*DESCRIPTION OF THE TASK:* Each line below from the one containing "point(79, 13)" through the one containing "point(148, 52)" should be output exactly as it stands, and no other line should appear.

┌─ DATASET RECORDS

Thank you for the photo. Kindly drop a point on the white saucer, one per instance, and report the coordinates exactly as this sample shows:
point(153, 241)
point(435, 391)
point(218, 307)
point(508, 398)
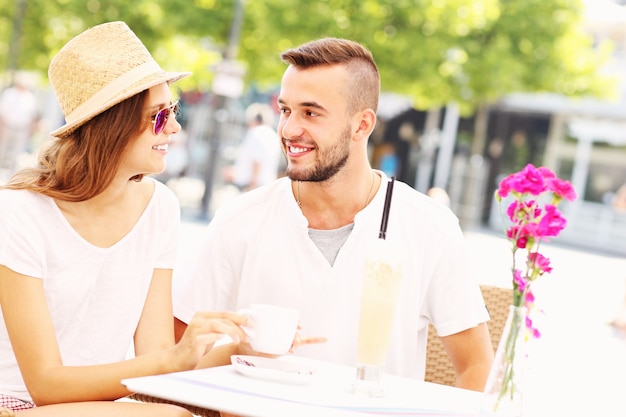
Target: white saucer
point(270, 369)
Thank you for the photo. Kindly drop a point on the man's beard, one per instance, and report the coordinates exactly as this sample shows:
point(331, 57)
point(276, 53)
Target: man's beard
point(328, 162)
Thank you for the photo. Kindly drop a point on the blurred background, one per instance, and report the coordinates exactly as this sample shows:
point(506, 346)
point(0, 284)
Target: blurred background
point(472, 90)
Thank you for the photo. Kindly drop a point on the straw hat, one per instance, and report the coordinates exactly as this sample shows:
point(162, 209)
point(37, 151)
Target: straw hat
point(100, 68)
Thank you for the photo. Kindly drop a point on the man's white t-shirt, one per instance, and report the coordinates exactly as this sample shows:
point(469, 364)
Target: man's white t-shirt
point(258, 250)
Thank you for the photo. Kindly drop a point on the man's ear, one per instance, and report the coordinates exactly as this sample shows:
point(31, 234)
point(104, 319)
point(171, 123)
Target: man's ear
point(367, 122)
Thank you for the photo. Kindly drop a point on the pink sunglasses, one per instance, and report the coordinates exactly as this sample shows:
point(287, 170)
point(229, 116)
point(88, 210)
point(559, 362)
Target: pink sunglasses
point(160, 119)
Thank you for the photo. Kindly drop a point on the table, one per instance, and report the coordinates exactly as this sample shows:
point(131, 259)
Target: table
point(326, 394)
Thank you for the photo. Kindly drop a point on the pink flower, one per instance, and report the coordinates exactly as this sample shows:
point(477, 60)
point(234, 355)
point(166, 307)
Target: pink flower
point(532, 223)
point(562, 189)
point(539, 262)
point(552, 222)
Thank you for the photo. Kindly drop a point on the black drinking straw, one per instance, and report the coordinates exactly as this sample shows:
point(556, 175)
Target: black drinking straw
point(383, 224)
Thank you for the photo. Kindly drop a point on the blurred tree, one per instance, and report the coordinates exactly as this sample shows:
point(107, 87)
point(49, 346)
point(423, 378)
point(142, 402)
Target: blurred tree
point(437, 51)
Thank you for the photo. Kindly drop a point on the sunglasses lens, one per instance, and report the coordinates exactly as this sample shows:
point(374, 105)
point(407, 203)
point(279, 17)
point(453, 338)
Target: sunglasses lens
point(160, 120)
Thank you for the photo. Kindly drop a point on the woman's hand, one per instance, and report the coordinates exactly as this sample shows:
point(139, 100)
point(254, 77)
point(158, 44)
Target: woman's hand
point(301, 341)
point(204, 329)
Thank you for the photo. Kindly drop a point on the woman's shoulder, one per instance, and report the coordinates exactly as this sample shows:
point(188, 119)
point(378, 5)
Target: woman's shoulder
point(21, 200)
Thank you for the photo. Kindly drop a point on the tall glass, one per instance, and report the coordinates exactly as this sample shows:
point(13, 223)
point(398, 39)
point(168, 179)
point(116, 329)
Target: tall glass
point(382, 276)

└─
┌─ DATASET RECORDS

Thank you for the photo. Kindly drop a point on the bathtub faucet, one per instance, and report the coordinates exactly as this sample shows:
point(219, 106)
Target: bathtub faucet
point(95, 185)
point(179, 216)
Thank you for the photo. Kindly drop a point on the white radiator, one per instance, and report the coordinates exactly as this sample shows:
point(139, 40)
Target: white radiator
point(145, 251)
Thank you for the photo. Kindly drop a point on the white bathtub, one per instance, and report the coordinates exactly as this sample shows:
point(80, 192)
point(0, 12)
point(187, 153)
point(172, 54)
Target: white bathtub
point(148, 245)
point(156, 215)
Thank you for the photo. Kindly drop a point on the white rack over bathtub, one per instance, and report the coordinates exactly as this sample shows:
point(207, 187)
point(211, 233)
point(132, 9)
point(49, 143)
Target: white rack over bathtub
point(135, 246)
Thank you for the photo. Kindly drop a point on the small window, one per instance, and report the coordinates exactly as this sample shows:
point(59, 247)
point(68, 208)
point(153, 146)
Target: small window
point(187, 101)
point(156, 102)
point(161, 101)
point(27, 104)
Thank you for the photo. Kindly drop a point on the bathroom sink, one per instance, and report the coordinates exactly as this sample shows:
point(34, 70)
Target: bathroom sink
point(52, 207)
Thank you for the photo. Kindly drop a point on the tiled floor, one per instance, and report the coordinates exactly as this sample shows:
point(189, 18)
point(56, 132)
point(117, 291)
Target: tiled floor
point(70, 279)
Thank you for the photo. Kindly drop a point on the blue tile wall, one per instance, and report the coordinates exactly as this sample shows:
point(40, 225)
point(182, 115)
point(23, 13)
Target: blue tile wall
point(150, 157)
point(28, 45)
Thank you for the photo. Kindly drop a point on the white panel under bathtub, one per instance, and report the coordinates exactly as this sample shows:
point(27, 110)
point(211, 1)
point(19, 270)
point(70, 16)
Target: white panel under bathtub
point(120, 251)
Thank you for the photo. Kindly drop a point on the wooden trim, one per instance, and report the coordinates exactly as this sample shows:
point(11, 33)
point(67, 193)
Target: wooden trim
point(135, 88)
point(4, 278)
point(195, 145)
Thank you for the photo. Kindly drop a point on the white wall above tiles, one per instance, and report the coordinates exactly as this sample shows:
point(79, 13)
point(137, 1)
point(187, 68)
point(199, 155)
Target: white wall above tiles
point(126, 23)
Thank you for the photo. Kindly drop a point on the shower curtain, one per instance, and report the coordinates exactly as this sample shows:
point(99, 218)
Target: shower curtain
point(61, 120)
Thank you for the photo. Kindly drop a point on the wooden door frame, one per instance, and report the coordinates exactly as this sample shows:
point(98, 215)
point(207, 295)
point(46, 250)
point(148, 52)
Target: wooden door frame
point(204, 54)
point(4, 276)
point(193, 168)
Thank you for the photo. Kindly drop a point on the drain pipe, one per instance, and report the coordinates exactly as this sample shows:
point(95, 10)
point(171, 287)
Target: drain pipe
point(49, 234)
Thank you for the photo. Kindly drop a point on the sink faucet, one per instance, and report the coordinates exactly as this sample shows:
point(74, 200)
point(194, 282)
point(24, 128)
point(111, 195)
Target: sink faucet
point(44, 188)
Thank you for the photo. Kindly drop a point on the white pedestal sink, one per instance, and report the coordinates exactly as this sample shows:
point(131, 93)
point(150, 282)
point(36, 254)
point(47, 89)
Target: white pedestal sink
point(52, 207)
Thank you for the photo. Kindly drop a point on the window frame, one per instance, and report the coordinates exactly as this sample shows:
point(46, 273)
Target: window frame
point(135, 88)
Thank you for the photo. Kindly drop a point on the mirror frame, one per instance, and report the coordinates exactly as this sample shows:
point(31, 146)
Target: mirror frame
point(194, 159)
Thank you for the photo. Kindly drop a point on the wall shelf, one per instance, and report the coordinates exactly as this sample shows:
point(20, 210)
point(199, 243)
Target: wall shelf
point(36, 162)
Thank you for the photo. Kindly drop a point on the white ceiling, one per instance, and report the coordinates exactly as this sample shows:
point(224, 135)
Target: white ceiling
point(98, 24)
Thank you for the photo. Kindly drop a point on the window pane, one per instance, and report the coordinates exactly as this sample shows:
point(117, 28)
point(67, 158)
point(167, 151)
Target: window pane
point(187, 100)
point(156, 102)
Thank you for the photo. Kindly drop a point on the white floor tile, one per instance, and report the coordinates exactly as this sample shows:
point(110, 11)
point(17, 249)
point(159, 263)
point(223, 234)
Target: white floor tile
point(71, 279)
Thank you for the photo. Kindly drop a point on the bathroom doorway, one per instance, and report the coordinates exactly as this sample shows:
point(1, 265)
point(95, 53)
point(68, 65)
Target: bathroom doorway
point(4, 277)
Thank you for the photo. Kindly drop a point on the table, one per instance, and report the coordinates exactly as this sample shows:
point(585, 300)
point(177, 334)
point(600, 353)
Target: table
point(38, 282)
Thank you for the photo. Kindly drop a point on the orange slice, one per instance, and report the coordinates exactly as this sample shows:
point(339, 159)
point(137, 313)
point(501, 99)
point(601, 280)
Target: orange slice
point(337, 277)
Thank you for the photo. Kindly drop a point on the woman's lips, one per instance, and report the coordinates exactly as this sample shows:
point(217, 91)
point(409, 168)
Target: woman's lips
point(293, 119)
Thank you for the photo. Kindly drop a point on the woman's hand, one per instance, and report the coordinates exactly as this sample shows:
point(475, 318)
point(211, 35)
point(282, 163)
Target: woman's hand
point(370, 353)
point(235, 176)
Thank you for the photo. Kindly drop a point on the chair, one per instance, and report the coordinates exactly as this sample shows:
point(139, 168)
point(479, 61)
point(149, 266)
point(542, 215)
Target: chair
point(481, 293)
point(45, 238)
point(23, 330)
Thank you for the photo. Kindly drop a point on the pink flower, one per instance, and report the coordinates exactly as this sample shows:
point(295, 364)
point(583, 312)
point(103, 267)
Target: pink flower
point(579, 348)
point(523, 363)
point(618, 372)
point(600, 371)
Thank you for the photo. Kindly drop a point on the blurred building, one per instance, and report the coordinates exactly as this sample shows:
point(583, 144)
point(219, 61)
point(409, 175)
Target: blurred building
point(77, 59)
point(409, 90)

└─

*RESULT OF THIS EXERCISE:*
point(79, 13)
point(137, 1)
point(187, 68)
point(199, 155)
Target: white wall above tiles
point(126, 23)
Thank you for the photo. Kindly drop a point on the shower curtain, one per instance, and report the coordinates exactly as this sample shows:
point(99, 218)
Target: shower curtain
point(61, 120)
Thank you for the photo. Kindly drop a point on the wooden door frame, one per instance, and report the coordinates exactly as this sample shows:
point(98, 215)
point(207, 295)
point(46, 250)
point(148, 52)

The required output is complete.